## Requests
- A) Reproduce the portion of the passage on news coverage of the Boston Marathon bombing starting with "When two bombs" and going on through "until days later.".
- B) According to the passage on news coverage of the Boston Marathon bombing, how many of the stories mentioning the marathon used the word "terrorism" or a variant of it?
- C) Translate this sentence from the passage on news coverage of the Boston Marathon bombing into Spanish: "The language journalists use in the immediate aftermath of a bloodbath helps form public attitudes and has a major impact on official reactions."

## Page extract
------------------------------------------------
In the wake of mass violence, a nation struggling to understand turns to its news outlets to see how they frame events. The language journalists use in the immediate aftermath of a bloodbath helps form public attitudes and has a major impact on official reactions.
When two bombs went off at the Boston Marathon on April 15, 2013, killing three and injuring hundreds, it was inevitably a huge story: A search of the Nexis news database for US newspapers on the next day turns up 2,593 stories mentioning the marathon, virtually all of them about the bombing. Of these, 887, or 34 percent, used the word "terrorism" or a variant ("terrorist," "terroristic" etc.)-even though the bombers, let alone the bombers' motivations, would not be known until days later.
------------------------------------------------
## Raw data
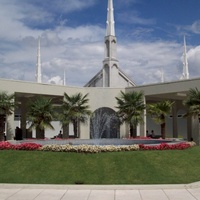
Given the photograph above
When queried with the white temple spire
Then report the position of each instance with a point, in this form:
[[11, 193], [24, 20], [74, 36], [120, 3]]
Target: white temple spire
[[110, 29], [185, 74], [64, 79], [38, 65]]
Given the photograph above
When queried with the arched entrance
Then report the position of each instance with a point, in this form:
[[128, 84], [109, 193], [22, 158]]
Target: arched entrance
[[104, 123]]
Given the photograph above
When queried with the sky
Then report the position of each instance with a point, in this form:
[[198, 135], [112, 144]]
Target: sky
[[149, 39]]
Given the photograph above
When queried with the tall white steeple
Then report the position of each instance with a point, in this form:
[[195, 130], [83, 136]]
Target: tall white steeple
[[110, 63], [110, 29], [110, 75], [185, 74], [38, 65], [64, 78]]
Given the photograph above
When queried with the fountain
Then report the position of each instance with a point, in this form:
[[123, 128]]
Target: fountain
[[104, 124]]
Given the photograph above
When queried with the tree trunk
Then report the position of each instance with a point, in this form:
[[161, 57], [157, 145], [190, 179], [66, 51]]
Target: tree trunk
[[75, 125], [132, 131], [163, 130], [2, 127]]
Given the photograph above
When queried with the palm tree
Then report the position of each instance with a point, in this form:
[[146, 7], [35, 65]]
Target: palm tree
[[7, 106], [193, 102], [40, 114], [131, 107], [158, 111], [75, 109]]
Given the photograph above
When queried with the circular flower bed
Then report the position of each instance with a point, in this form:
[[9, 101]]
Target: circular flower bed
[[94, 148]]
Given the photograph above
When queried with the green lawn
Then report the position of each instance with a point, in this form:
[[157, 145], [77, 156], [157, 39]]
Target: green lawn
[[138, 167]]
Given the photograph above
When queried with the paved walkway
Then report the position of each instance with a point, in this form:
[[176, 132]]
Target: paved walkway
[[100, 192]]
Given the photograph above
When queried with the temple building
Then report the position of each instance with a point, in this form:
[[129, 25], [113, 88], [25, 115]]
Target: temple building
[[110, 75], [102, 90]]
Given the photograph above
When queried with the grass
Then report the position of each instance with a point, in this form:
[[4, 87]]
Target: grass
[[139, 167]]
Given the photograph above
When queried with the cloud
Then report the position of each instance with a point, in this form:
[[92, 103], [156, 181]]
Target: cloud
[[134, 18], [195, 28], [79, 50]]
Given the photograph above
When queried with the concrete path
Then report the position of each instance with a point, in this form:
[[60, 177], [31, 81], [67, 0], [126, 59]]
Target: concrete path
[[100, 192]]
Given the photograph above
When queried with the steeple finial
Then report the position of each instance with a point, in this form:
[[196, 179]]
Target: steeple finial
[[110, 30], [38, 65], [64, 79], [185, 62]]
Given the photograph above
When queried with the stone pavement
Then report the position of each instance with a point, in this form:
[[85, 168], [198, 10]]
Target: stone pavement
[[100, 192]]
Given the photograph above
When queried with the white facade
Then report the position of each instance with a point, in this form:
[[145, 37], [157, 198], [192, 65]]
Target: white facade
[[110, 75]]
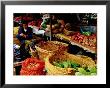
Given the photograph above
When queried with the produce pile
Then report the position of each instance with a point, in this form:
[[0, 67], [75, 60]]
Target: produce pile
[[51, 46], [78, 69], [32, 66], [84, 40]]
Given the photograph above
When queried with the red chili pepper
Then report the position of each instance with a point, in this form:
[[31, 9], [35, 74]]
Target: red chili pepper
[[32, 66]]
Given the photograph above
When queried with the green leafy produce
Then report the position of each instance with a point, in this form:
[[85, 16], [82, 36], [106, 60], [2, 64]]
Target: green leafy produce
[[93, 69], [87, 71], [66, 64]]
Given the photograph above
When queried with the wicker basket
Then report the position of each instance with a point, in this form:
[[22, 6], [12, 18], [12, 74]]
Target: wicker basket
[[54, 70], [43, 53]]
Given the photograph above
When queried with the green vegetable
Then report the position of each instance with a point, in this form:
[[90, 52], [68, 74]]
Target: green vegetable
[[57, 64], [82, 70], [92, 69], [78, 74]]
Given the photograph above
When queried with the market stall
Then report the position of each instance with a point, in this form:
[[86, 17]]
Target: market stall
[[61, 44]]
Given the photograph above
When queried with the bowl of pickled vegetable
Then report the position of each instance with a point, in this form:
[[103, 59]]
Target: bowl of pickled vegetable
[[68, 64]]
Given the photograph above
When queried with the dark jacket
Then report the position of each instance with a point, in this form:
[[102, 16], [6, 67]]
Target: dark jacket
[[28, 32]]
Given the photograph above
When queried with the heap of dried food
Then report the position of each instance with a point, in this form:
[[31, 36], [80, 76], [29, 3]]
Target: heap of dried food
[[51, 46], [84, 40]]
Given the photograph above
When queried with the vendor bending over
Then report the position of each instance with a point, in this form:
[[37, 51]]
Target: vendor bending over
[[24, 33]]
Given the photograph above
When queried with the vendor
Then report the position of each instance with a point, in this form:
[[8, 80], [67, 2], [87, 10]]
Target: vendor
[[24, 33]]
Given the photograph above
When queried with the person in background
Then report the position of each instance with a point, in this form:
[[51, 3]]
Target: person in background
[[24, 33]]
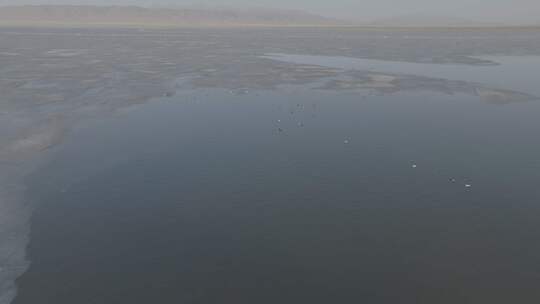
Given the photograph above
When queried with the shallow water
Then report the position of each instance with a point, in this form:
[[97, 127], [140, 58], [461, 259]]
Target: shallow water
[[185, 167], [520, 73], [212, 197]]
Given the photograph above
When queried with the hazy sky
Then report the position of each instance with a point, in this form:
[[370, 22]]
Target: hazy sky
[[510, 11]]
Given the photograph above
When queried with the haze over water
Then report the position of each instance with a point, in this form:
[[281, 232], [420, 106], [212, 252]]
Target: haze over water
[[249, 177]]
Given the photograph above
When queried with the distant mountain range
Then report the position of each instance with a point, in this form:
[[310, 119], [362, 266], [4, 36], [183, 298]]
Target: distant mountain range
[[87, 15], [422, 20], [132, 15]]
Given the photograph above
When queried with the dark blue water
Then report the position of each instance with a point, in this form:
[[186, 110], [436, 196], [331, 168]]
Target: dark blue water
[[292, 196]]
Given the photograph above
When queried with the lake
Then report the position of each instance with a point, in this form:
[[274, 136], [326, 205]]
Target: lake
[[338, 178]]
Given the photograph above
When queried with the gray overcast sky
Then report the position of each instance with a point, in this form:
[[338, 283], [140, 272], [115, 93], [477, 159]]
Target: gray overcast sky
[[510, 11]]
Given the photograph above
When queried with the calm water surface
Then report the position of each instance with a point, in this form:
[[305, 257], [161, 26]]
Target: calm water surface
[[292, 196]]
------------------------------------------------
## Answers to the problems
- A)
When two bombs went off at the Boston Marathon on April 15, 2013, killing three and injuring hundreds, it was inevitably a huge story: A search of the Nexis news database for US newspapers on the next day turns up 2,593 stories mentioning the marathon, virtually all of them about the bombing. Of these, 887, or 34 percent, used the word "terrorism" or a variant ("terrorist," "terroristic" etc.)-even though the bombers, let alone the bombers' motivations, would not be known until days later.

- B) 887 stories, or 34 percent, used the word "terrorism" or a variant.

- C) El lenguaje que utilizan los periodistas inmediatamente después de un baño de sangre ayuda a formar las actitudes del público y tiene un gran impacto en las reacciones oficiales.